▶ [The exercise] Lines from the one containing "Put a point on the grass, one" through the end of the data are to be returned exactly, and no others.

▶ [Dataset rows]
-*-

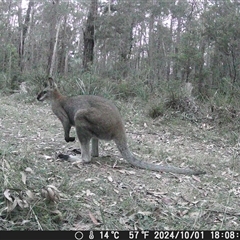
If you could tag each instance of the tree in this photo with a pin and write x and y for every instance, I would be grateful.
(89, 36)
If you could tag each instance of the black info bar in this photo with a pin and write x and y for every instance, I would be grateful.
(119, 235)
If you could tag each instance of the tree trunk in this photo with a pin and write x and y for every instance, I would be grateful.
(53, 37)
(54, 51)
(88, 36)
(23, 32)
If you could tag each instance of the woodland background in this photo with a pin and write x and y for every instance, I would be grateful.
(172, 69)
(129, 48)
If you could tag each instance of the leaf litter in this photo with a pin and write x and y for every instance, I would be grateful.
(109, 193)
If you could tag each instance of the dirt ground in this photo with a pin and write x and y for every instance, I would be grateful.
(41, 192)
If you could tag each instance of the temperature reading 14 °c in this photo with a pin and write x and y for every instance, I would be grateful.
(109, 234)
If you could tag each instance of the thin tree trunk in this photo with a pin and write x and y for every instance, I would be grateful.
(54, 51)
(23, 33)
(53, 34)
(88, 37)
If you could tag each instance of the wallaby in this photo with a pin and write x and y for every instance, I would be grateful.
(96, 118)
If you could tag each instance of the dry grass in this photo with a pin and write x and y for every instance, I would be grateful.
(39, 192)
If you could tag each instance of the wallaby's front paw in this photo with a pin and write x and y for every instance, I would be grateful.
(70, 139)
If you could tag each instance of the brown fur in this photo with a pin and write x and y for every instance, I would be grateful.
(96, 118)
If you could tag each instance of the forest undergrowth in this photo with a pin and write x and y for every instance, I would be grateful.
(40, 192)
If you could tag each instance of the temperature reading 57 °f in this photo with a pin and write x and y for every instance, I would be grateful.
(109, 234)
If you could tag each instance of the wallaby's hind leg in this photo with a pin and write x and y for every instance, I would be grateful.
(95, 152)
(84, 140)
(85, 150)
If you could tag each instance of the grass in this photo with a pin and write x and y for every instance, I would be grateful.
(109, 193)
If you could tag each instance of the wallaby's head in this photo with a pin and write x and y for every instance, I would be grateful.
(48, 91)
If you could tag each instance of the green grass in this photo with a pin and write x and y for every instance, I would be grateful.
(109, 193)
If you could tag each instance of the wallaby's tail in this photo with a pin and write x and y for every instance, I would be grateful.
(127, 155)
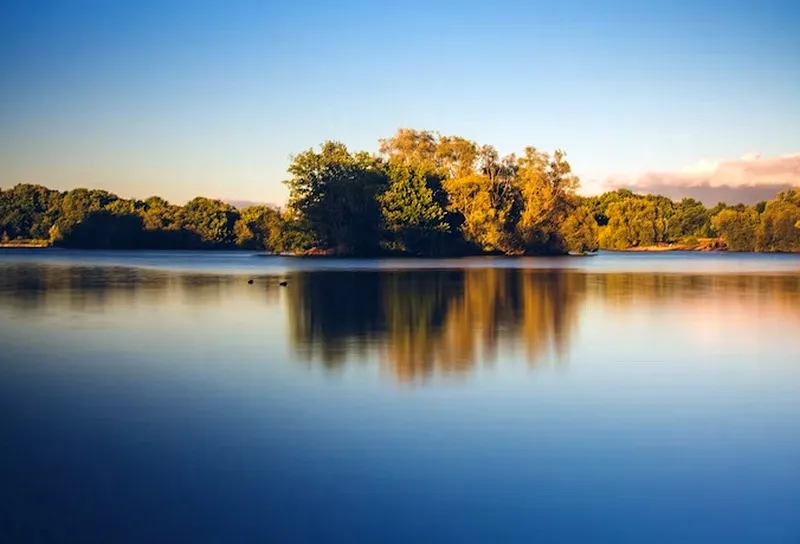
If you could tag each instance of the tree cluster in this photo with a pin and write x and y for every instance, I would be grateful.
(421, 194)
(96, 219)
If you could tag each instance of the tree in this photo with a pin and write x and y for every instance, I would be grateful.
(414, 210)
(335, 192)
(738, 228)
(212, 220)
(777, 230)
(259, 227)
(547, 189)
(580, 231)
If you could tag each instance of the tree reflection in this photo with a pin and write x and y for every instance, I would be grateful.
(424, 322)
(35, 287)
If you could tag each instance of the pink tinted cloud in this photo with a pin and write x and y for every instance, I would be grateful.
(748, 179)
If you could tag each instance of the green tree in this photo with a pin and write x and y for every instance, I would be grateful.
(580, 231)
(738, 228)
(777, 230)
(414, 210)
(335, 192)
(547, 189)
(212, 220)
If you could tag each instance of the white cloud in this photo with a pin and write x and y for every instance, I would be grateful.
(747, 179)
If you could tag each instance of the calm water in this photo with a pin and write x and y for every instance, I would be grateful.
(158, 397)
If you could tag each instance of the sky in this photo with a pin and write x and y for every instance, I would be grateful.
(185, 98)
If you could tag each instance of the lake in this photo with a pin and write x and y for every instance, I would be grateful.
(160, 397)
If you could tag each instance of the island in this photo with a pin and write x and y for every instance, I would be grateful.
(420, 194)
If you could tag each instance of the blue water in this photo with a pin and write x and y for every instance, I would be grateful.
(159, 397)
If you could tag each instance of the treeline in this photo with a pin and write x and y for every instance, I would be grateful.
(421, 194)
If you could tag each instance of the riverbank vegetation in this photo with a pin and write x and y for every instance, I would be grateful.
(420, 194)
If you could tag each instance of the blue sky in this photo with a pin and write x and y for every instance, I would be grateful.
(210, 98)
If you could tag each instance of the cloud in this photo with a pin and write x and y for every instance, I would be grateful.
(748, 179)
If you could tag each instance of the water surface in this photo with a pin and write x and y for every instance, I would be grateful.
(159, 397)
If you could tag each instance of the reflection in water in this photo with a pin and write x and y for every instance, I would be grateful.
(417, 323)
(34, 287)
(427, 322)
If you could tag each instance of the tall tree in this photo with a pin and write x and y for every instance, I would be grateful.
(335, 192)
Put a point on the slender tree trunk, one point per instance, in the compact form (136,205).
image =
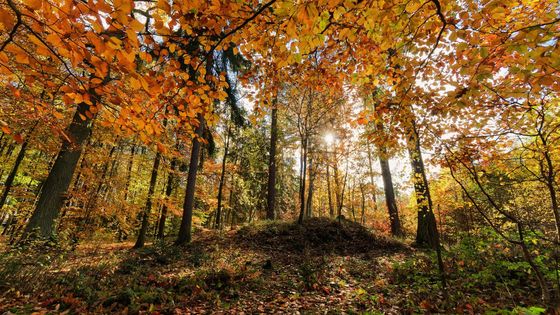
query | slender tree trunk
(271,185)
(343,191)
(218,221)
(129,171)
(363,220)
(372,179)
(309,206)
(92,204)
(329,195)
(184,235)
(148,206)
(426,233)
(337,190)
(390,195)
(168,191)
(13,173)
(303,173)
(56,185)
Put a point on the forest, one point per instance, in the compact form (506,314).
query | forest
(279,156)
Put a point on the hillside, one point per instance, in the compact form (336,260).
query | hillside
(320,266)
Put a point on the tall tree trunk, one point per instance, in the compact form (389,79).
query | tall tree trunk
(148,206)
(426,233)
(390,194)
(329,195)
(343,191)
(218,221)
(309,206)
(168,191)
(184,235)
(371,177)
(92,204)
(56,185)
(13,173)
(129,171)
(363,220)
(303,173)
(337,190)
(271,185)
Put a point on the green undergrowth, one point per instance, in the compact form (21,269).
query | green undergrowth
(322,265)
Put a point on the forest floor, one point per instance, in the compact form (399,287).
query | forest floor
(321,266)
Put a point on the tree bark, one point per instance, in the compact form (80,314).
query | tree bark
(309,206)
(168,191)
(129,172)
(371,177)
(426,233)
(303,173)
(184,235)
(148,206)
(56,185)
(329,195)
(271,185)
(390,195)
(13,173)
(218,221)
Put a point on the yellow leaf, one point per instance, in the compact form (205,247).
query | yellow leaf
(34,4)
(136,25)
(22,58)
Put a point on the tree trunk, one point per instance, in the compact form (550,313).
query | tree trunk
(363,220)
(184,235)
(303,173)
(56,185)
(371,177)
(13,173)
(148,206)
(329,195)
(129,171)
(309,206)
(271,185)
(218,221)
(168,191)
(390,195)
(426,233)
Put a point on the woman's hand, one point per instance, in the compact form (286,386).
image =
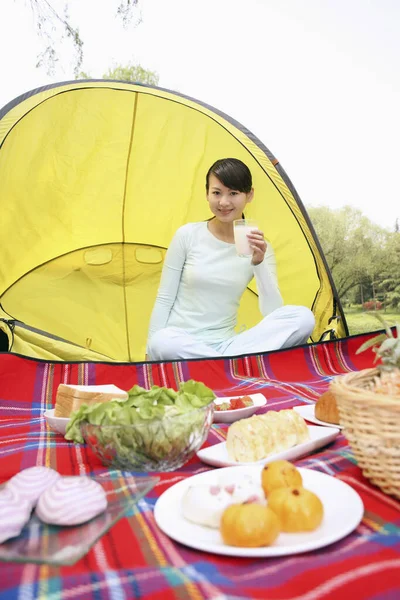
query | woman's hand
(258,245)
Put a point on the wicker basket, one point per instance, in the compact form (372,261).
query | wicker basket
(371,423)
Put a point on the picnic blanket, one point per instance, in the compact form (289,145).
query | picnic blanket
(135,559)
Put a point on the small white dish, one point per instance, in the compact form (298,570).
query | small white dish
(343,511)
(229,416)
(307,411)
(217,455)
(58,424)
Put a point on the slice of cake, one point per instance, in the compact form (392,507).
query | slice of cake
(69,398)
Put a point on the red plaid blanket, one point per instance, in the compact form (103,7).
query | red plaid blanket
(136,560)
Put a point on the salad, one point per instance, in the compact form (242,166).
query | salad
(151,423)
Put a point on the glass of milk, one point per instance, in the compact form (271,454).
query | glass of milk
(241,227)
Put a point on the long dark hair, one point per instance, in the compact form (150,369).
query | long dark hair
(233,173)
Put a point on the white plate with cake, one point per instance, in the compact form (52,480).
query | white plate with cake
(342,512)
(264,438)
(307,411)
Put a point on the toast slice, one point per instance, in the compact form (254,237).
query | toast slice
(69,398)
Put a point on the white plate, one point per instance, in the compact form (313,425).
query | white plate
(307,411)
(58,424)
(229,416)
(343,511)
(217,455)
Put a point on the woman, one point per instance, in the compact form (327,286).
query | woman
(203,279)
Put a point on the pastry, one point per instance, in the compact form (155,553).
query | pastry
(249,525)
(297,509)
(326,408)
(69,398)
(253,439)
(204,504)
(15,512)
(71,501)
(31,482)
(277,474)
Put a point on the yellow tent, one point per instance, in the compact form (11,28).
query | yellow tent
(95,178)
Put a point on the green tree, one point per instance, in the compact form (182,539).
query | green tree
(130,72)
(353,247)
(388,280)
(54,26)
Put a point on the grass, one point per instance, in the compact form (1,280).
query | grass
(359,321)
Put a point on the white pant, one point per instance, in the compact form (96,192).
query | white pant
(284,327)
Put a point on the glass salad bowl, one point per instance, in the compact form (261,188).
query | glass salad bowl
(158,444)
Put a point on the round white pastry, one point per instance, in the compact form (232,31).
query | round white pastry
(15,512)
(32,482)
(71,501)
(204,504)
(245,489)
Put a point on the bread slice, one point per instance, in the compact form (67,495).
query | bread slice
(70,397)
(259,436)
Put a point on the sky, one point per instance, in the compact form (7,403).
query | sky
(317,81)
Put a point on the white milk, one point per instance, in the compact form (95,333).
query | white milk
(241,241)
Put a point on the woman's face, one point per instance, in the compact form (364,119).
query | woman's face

-*-

▶ [Completed task]
Put a point on the grass, one point per instance, in the compact form (1,280).
query | grass
(359,321)
Put a point on the white pant, one point per instance, in the compact form (96,192).
query | white pant
(284,327)
Put a point on the glass salad bowl, one point per instance, in the compact form (261,188).
query | glass salad bowl
(158,444)
Put a point on the round white pastry, one point per instance, in the compact form (232,31).
query | round white pastry
(15,512)
(32,482)
(71,501)
(204,504)
(245,489)
Put a point on the bread slice, one point per instance, in the compact form (67,495).
query | bread slice
(70,397)
(259,436)
Put a point on the sky, one point per instance, in the compact form (7,403).
query | sky
(317,81)
Put a point on the white milk, one point per instance, in the compact form (95,333).
query | white milk
(241,241)
Put a point on the woman's face, one point per instance, in the compact form (364,119).
query | woman's face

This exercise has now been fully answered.